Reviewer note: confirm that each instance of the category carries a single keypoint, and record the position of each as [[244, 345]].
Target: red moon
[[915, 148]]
---
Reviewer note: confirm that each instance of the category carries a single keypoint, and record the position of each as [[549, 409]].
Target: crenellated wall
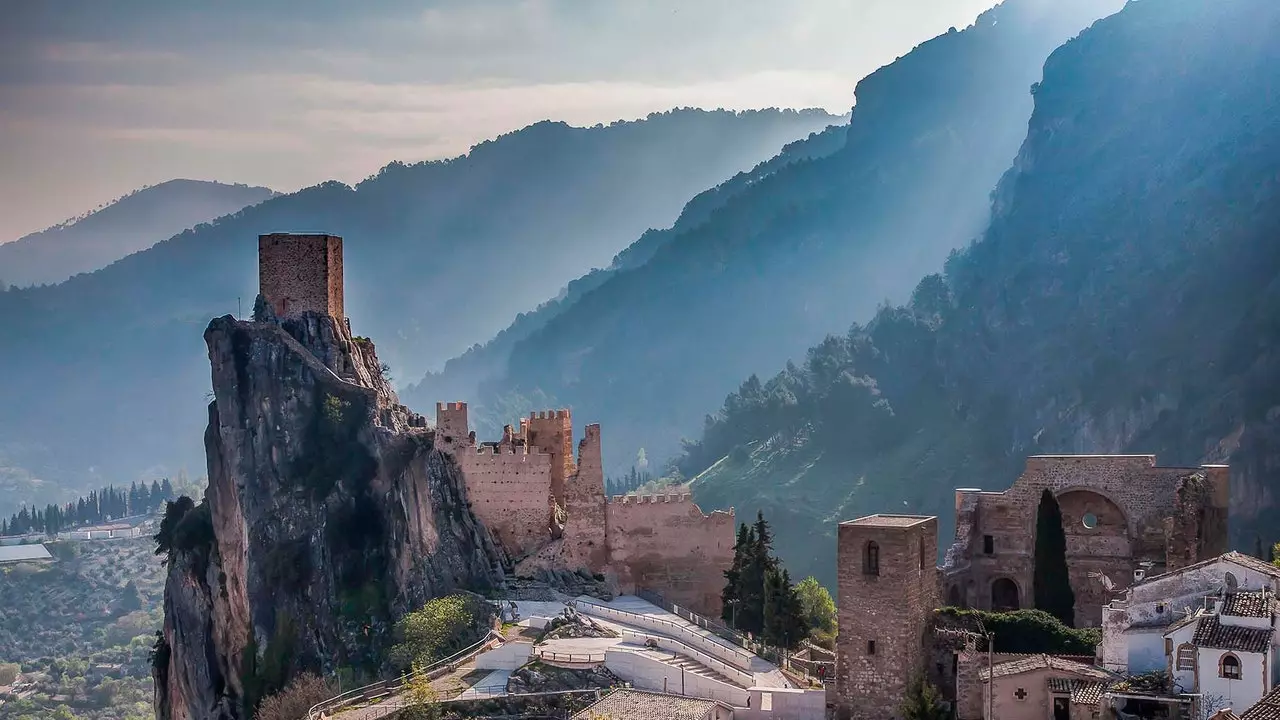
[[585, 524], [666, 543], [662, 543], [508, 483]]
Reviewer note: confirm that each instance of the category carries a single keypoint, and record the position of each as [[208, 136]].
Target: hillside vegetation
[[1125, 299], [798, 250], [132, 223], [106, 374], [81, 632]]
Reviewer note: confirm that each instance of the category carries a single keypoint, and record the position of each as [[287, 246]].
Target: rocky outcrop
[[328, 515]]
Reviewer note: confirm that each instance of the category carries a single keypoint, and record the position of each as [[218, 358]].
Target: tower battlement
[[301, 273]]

과제 내용 = 위 항목 중 "as [[208, 136]]." 문구가 있는 줄부터 "[[328, 515]]" 문구가 있는 줄까지, 양 끝 줄을 포함해 한 글자도 바꾸지 않고 그대로 다시 써 줄 수 있나요?

문제 풀이 =
Reviewer note: confirm that each instance of the category carries a single keypoint, and record the position of each as [[208, 136]].
Target: hillside vegetation
[[1125, 299], [798, 250], [132, 223], [106, 374], [81, 632]]
Reviewer note: confirm that each instance of the category carries a single keypoint, and record the position of each as [[287, 246]].
Target: rocky outcrop
[[328, 515]]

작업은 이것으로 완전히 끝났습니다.